### PROMPT
Write the entries out exactly, with the final line being the one containing "gold necklace, formatted".

=====

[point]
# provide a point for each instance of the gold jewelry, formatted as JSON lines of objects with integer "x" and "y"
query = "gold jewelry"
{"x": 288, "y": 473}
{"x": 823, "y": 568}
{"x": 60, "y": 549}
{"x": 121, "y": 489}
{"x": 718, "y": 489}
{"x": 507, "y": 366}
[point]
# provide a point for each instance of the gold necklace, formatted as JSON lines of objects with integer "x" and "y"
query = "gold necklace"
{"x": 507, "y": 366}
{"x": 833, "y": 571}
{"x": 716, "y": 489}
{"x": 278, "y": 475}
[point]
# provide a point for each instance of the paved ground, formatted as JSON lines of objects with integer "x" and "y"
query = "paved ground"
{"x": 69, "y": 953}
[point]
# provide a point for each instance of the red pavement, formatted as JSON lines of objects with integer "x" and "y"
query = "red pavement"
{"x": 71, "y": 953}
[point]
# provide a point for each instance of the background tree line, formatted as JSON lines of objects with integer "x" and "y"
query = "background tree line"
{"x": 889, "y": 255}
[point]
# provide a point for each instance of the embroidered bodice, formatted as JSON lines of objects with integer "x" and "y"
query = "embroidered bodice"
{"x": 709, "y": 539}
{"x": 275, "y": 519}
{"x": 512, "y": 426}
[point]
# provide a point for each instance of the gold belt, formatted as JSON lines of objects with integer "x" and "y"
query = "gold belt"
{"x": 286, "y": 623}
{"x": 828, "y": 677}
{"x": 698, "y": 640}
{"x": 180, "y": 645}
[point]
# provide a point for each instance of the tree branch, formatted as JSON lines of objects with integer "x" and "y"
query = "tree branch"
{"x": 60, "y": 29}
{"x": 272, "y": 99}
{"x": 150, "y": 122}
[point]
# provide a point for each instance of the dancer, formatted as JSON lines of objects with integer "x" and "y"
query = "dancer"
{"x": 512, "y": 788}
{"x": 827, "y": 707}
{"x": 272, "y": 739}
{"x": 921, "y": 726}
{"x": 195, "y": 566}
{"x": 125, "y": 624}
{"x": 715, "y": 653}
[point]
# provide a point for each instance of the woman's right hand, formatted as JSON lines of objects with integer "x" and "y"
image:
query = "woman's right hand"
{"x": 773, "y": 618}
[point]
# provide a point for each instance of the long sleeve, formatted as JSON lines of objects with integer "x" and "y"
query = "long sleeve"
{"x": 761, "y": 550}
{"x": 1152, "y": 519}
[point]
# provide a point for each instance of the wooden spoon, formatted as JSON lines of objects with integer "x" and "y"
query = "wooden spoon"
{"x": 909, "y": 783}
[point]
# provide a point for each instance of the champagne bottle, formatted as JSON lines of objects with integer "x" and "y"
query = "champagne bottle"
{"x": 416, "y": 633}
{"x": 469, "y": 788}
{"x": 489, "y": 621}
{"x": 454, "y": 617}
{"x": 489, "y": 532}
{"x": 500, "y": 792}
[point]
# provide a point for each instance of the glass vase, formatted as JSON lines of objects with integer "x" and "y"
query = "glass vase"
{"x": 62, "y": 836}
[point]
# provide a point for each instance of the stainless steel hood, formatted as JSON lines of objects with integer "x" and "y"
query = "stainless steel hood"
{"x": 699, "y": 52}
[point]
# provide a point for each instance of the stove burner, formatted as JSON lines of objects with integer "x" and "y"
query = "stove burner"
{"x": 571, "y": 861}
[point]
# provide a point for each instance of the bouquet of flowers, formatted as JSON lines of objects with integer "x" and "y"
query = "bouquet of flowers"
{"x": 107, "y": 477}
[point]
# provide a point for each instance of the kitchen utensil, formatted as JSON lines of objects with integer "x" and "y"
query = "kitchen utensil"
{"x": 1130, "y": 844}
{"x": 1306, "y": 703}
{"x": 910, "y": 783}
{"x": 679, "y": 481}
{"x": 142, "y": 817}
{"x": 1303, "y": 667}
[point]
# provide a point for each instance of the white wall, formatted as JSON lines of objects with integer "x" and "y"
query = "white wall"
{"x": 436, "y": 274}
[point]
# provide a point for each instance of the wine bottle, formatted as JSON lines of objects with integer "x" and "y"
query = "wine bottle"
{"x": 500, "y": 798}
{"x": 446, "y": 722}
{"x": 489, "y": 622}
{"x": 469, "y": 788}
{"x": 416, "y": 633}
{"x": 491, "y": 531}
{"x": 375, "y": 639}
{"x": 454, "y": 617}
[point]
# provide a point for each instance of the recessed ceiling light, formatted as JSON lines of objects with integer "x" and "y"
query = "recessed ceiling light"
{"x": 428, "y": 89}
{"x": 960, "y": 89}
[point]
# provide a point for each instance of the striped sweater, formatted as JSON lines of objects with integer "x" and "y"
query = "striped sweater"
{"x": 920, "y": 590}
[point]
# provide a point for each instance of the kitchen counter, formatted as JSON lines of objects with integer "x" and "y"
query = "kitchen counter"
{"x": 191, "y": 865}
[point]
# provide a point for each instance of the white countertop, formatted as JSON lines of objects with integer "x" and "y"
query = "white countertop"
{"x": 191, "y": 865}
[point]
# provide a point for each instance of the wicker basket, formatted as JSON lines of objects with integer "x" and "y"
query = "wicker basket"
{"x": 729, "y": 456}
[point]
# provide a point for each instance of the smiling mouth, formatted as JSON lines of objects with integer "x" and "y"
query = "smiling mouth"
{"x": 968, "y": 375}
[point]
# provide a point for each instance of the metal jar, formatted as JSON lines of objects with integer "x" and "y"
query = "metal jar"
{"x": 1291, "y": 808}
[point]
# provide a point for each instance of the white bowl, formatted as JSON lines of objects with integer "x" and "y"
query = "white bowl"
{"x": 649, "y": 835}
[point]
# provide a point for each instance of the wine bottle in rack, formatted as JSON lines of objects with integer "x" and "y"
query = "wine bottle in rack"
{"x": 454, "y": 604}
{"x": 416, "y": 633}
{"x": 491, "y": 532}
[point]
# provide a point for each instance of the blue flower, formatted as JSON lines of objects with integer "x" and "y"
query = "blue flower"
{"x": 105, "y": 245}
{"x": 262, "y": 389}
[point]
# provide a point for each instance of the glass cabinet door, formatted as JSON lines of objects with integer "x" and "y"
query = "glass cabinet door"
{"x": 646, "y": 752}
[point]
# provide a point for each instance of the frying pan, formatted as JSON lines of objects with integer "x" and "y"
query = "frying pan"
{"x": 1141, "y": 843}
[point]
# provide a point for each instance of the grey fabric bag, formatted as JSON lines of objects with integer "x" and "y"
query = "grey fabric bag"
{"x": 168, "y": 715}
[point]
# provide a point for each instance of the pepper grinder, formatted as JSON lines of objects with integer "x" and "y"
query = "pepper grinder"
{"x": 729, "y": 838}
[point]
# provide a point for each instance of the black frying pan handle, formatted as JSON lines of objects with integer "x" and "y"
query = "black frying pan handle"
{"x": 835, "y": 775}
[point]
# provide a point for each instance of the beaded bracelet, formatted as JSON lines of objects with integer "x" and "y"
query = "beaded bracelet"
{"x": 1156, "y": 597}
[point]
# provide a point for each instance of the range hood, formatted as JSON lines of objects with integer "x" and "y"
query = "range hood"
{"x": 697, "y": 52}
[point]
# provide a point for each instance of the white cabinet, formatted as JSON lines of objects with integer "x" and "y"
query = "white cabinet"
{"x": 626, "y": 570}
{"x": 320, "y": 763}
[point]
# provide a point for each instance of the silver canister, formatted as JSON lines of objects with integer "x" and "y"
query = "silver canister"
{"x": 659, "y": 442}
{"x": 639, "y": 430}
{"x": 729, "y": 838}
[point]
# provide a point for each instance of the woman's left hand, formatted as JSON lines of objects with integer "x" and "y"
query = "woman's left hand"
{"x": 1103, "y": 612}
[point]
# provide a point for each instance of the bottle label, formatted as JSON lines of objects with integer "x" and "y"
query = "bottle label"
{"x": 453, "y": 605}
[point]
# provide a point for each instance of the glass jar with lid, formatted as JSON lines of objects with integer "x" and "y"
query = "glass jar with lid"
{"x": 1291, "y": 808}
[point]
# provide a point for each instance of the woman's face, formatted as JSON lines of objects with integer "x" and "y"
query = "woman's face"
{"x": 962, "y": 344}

=====

### SOLUTION TO THE EXERCISE
[point]
# provide a point for each instance of the gold jewelry, formatted as JSON lines of objects with integer "x" and "y"
query = "gold jewelry"
{"x": 288, "y": 473}
{"x": 823, "y": 568}
{"x": 60, "y": 549}
{"x": 121, "y": 489}
{"x": 718, "y": 489}
{"x": 507, "y": 366}
[point]
# provide a point for each instance of the gold necklace, formatted as JSON lines of objects with integer "x" and "y"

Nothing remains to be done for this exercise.